• [SHORT EXERCISE A]: According to the biography below, at what age did Diane McKinney-Whetstone begin writing?

• [EXTRACT]:
Diane McKinney-Whetstone (born August 14, 1953) is an American author and is a member of the University of Pennsylvania Creative Writing program faculty. Her works of fiction have won numerous awards, including the BCALA Literary Award for Fiction from the Black Caucus of the American Library Association, Inc. in 2005 and 2009

Biography
McKinney-Whetstone is African American. She is the second of five daughters born to Pennsylvania State Senator Paul McKinney and his wife Bessie, with an older sister from her father's previous relationship, and also an older brother and sister from her mother’s first marriage. Diane received a BA in English from the University of Pennsylvania in 1975. She is married to Greg Whetstone and they have twins, Taiwo, a daughter and Kehinde, a son.

McKinney-Whetstone began writing when she was 39, joining the Rittenhouse Writer's Group, founded by University of Pennsylvania instructor James Rahn. She won a Pennsylvania Council on the Arts grant for a 500-page first draft. Her first novel, Tumbling, was published in 1996 by William Morrow and Company.

She is mentioned in:
 Booklist, April 15, 1996, February 15, 1998, February 15, 2000.
 Book Quarterly, April 4–11, 1996.
 Detroit News, June 1, 1996.

• [SHORT EXERCISE B]: From the entries below, extract every line that contains the word "shoulder".

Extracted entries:
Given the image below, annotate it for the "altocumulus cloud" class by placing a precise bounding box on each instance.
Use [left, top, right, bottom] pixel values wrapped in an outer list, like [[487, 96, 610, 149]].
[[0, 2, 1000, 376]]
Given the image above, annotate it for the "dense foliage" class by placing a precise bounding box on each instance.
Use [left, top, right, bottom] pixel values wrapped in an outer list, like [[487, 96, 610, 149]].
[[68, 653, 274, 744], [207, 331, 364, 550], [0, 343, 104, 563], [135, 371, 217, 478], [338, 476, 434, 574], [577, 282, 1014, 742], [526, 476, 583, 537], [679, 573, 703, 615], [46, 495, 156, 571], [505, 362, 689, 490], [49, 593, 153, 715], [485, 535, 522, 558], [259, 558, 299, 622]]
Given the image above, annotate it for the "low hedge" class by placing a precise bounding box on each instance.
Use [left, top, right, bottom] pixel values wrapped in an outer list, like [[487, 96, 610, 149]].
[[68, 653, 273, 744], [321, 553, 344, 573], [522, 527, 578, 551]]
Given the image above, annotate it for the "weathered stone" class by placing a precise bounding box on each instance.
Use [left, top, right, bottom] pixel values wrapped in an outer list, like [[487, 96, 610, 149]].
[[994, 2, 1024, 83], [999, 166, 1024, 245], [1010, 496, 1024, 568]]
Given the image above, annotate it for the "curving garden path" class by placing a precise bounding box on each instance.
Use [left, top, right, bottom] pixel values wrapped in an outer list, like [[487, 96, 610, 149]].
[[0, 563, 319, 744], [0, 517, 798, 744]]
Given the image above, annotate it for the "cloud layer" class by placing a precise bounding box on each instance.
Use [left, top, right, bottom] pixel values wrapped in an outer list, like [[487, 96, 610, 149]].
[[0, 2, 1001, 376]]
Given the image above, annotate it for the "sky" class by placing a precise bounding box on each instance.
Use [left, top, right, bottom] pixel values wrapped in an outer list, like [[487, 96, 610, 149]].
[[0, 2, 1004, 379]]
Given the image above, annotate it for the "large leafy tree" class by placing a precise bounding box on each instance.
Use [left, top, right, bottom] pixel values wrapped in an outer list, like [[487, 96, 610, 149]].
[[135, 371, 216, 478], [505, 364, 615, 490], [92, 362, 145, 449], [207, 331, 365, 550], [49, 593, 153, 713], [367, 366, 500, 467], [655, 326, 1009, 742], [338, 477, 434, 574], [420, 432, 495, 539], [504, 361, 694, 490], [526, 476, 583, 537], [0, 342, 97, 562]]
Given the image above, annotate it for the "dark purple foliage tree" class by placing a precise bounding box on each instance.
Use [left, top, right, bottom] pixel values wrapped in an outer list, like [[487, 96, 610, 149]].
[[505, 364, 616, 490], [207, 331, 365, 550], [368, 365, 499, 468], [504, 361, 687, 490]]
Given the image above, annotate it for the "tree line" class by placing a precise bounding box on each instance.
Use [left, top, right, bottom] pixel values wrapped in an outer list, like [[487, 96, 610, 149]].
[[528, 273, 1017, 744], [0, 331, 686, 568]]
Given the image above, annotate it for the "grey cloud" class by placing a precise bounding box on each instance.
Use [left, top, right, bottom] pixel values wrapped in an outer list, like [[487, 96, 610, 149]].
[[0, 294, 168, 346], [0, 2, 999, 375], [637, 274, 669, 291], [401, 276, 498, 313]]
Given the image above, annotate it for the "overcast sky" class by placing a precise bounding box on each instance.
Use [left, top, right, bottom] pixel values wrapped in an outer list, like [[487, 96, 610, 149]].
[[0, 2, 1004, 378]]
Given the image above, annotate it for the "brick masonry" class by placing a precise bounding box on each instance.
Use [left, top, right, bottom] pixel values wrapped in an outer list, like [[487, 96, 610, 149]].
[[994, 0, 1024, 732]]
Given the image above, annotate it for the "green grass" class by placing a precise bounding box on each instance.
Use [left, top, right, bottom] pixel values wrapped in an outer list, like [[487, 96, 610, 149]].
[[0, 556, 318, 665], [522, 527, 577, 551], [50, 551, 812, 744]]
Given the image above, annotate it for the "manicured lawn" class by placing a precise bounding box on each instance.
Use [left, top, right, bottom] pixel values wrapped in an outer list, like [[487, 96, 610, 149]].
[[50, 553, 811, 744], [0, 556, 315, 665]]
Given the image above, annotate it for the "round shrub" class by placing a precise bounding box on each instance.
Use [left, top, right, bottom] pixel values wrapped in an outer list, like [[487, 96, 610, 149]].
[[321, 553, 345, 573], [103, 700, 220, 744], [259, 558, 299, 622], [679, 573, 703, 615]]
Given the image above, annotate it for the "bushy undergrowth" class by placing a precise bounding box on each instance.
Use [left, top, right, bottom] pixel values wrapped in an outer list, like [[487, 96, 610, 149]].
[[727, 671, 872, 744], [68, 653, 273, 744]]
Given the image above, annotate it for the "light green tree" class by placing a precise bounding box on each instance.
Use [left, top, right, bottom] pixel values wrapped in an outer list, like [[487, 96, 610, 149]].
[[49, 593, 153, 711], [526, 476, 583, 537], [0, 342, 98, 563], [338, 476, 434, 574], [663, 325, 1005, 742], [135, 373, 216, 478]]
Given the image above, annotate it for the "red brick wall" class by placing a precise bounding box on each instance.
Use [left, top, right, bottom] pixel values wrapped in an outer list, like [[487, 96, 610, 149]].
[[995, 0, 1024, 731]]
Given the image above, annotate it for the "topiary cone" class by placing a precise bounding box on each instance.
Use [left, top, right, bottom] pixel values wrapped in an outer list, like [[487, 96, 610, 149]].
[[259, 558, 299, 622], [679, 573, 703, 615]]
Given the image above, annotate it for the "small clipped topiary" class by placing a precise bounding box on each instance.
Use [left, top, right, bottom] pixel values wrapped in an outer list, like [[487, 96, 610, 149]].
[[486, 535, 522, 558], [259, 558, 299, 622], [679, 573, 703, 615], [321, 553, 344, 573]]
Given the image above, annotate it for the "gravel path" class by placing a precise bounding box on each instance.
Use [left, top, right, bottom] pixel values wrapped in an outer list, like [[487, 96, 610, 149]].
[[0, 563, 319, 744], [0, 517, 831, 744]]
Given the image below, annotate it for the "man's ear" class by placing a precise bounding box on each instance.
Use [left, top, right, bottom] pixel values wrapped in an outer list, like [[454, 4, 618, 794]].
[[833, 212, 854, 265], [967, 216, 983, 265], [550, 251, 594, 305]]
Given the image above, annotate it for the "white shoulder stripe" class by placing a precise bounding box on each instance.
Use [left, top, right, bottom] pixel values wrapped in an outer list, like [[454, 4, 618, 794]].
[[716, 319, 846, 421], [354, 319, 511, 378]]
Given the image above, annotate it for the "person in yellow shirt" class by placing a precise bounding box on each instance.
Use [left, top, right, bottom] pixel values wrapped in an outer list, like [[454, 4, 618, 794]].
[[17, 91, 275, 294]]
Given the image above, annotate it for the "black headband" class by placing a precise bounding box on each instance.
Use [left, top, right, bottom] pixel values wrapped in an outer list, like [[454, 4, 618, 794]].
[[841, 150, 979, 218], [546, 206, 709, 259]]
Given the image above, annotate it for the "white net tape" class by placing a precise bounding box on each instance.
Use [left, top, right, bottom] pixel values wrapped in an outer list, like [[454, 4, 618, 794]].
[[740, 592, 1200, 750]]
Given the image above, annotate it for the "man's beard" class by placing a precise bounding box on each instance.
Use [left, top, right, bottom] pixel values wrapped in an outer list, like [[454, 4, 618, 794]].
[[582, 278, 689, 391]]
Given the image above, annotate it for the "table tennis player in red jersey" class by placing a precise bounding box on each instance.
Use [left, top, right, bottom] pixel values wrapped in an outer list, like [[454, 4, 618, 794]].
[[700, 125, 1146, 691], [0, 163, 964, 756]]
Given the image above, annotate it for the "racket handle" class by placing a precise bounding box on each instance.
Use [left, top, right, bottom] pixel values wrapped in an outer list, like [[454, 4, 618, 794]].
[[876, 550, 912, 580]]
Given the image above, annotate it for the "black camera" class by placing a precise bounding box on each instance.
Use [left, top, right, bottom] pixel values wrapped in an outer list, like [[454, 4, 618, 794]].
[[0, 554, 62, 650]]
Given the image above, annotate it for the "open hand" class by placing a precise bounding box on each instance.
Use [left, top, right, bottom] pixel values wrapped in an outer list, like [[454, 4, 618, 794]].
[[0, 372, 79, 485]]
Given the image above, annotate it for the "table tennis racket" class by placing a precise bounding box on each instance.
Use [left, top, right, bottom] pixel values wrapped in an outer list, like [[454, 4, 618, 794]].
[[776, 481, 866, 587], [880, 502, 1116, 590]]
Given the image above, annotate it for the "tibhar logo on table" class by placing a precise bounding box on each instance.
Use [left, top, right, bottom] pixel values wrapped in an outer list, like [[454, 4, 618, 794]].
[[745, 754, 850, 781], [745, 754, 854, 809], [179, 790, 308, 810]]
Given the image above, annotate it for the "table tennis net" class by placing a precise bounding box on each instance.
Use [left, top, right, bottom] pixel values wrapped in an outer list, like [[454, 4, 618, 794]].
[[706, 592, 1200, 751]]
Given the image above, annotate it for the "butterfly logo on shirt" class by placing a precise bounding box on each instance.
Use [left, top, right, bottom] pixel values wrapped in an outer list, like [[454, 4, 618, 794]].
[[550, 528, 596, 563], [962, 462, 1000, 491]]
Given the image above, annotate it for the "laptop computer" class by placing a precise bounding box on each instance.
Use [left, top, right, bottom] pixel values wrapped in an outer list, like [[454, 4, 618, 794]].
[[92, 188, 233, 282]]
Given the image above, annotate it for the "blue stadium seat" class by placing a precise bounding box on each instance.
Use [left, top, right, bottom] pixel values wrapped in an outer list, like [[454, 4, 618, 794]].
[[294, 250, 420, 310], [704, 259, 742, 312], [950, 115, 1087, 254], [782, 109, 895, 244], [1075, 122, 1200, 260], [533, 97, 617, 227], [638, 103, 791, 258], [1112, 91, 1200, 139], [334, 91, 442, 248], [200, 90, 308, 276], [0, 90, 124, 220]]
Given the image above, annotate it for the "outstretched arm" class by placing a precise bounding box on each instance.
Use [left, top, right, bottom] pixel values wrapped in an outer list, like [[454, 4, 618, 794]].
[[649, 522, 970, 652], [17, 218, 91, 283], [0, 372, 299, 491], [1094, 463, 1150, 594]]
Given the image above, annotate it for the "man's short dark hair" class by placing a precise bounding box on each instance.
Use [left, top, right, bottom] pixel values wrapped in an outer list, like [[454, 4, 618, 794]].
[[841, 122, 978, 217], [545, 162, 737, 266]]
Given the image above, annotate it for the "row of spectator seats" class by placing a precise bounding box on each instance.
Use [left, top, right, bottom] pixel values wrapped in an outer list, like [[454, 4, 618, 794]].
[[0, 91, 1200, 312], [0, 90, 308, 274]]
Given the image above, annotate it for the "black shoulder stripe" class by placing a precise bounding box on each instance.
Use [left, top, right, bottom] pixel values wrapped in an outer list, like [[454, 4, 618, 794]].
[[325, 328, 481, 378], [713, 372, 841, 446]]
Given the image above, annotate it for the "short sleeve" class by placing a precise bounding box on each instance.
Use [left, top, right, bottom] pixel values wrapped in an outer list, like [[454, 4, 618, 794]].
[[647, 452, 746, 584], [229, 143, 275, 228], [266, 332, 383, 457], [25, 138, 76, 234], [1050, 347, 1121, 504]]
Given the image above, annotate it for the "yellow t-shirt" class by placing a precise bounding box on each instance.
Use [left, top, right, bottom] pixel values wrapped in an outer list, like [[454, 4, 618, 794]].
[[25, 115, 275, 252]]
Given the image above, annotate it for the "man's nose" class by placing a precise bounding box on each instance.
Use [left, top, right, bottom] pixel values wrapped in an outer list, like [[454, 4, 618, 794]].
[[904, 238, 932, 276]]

• [CORRECT ANSWER A]: She began writing at age 39.

• [CORRECT ANSWER B]:
Given the image above, annotate it for the "white shoulder stripe" class by placing a precise bounding box on each instance.
Given the image above, annotate it for the "black shoulder stripe" class by placing a precise bounding box on each instance.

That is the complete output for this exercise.